*PROBLEM 1*.
Reproduce the LibTomMath passage word for word, from "Being compatible with" to "of great help!".
*PROBLEM 2*.
Continue the passage on LibTomMath's design goals from the point where it ends.

*ARTICLE*.
_____
LibTomMath was designed with the following goals in mind:
\begin{enumerate}
\item Be a drop in replacement for MPI.
\item Be much faster than MPI.
\item Be written entirely in portable C.
\end{enumerate}
All three goals have been achieved. Particularly the speed increase goal. For example, a 512-bit modular exponentiation
is eight times faster\footnote{On an Athlon XP with GCC 3.2} with LibTomMath compared to MPI.
Being compatible with MPI means that applications that already use it can be ported fairly quickly. Currently there are
a few differences but there are many similarities. In fact the average MPI based application can be ported in under 15
minutes.
Thanks goes to Michael Fromberger for answering a couple questions and Colin Percival for having the patience and courtesy to
help debug and suggest optimizations. They were both of great help!
_____
[Data listing]
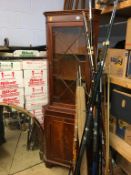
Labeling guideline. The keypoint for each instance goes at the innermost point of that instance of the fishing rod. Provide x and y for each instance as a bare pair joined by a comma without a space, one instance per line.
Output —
92,99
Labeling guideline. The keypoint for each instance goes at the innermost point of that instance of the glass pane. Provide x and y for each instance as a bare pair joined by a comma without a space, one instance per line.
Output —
69,46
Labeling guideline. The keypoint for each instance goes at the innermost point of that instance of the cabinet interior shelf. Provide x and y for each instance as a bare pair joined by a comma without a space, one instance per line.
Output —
120,146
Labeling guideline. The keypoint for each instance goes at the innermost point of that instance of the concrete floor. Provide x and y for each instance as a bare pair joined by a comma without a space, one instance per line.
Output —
24,162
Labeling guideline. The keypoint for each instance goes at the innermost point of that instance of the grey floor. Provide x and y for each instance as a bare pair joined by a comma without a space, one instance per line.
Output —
24,162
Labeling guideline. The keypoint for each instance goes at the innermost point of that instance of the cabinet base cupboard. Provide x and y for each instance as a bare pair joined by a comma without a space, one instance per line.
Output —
66,51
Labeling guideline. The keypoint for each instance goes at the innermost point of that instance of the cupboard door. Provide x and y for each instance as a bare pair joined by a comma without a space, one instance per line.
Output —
59,139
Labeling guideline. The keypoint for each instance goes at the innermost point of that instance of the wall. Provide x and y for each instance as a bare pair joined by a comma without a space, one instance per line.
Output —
22,21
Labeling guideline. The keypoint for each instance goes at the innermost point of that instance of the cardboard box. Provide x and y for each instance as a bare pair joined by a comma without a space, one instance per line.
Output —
34,106
128,35
16,100
10,92
10,65
11,79
35,77
36,98
35,64
116,62
26,53
36,90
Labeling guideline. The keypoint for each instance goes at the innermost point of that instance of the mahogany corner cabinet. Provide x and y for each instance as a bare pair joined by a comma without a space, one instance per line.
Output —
66,51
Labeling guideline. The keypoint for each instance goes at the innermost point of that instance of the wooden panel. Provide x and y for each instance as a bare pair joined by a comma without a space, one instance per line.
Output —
59,139
120,146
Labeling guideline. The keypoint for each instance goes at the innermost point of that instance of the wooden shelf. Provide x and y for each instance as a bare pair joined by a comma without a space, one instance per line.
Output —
120,146
124,82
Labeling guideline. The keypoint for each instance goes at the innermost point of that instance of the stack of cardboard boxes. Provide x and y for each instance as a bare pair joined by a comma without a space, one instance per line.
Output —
35,84
24,83
11,83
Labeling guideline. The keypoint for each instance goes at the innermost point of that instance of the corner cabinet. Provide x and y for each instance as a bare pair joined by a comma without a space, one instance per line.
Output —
66,51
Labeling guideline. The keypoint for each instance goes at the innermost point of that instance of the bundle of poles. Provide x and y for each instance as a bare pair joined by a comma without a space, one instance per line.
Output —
91,138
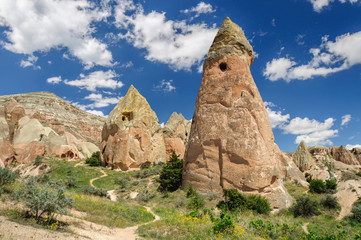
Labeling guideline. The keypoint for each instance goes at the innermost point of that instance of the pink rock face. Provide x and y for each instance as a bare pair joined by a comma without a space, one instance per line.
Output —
174,144
231,143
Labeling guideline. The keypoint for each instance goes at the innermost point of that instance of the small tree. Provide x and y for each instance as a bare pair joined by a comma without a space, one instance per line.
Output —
170,177
43,200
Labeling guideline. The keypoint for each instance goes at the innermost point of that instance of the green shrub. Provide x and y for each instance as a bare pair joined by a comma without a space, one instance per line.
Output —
259,204
223,224
94,161
317,186
305,206
196,202
356,213
94,191
7,176
191,192
330,202
42,200
170,178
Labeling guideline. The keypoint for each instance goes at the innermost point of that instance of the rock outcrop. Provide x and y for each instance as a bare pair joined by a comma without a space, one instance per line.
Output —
176,132
39,124
231,143
302,157
132,135
343,155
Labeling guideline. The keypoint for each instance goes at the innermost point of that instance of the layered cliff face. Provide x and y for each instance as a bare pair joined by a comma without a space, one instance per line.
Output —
132,135
176,133
38,124
231,143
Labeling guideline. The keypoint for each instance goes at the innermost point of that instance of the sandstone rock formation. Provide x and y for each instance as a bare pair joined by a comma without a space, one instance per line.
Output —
176,132
343,155
38,124
231,143
132,135
302,157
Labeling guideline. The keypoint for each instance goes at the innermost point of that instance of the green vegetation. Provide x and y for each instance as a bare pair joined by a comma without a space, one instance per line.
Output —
170,177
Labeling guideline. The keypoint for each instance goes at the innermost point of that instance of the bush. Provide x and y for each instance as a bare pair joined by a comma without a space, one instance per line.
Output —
94,161
94,191
223,224
43,200
196,202
191,192
317,186
330,202
170,178
305,206
7,176
259,204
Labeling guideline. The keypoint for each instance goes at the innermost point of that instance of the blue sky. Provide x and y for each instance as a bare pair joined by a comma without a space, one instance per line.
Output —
307,65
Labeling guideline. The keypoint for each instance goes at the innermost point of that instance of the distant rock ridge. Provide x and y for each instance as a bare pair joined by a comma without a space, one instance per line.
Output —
302,157
231,143
41,123
176,133
132,135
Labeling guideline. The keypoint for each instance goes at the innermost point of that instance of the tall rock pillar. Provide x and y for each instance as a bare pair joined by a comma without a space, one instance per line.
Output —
231,142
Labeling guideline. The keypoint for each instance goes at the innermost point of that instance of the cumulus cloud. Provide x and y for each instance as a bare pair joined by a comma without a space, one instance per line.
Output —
350,146
312,131
176,43
330,57
201,8
54,80
165,86
38,26
319,5
95,80
346,119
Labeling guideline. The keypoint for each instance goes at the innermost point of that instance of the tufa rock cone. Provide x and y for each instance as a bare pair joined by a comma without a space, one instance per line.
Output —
231,142
303,158
132,135
176,133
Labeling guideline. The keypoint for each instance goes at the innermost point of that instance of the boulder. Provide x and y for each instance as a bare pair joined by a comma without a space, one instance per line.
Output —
176,132
302,157
231,143
131,134
342,154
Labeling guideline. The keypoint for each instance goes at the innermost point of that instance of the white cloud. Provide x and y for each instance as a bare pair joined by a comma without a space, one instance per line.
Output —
201,8
165,86
311,131
318,5
54,80
95,80
350,147
41,25
98,113
29,62
329,58
175,43
99,101
346,119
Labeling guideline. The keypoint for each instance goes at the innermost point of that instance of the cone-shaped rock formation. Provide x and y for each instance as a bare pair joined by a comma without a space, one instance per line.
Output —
303,158
231,143
132,135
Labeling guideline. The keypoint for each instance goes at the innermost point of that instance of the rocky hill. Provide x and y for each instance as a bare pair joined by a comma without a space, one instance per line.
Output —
41,123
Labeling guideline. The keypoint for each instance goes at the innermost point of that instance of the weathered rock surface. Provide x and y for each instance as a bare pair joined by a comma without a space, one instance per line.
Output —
302,157
231,143
343,155
38,124
176,133
132,135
_____
*EXERCISE RESPONSE 1*.
Being compatible with MPI means that applications that already use it can be ported fairly quickly. Currently there are
a few differences but there are many similarities. In fact the average MPI based application can be ported in under 15
minutes.
Thanks goes to Michael Fromberger for answering a couple questions and Colin Percival for having the patience and courtesy to
help debug and suggest optimizations. They were both of great help!

*EXERCISE RESPONSE 2*.
\section{Building Against LibTomMath}
Building against LibTomMath is very simple because there is only one source file. Simply add ``bn.c'' to your project and
copy both ``bn.c'' and ``bn.h'' into your project directory. There is no configuration nor building required before hand.
If you are porting an MPI application to LibTomMath the first step will be to remove all references to MPI and replace them
with references to LibTomMath. For example, substitute
\begin{verbatim}
#include "mpi.h"
\end{verbatim}
with
\begin{verbatim}
#include "bn.h"
\end{verbatim}
Remove ``mpi.c'' from your project and replace it with ``bn.c''.
\section{Programming with LibTomMath}
\subsection{The mp\_int Structure}
All multiple precision integers are stored in a structure called \textbf{mp\_int}. A multiple precision integer is
essentially an array of \textbf{mp\_digit}. mp\_digit is defined at the top of bn.h. Its type can be changed to suit
a particular platform.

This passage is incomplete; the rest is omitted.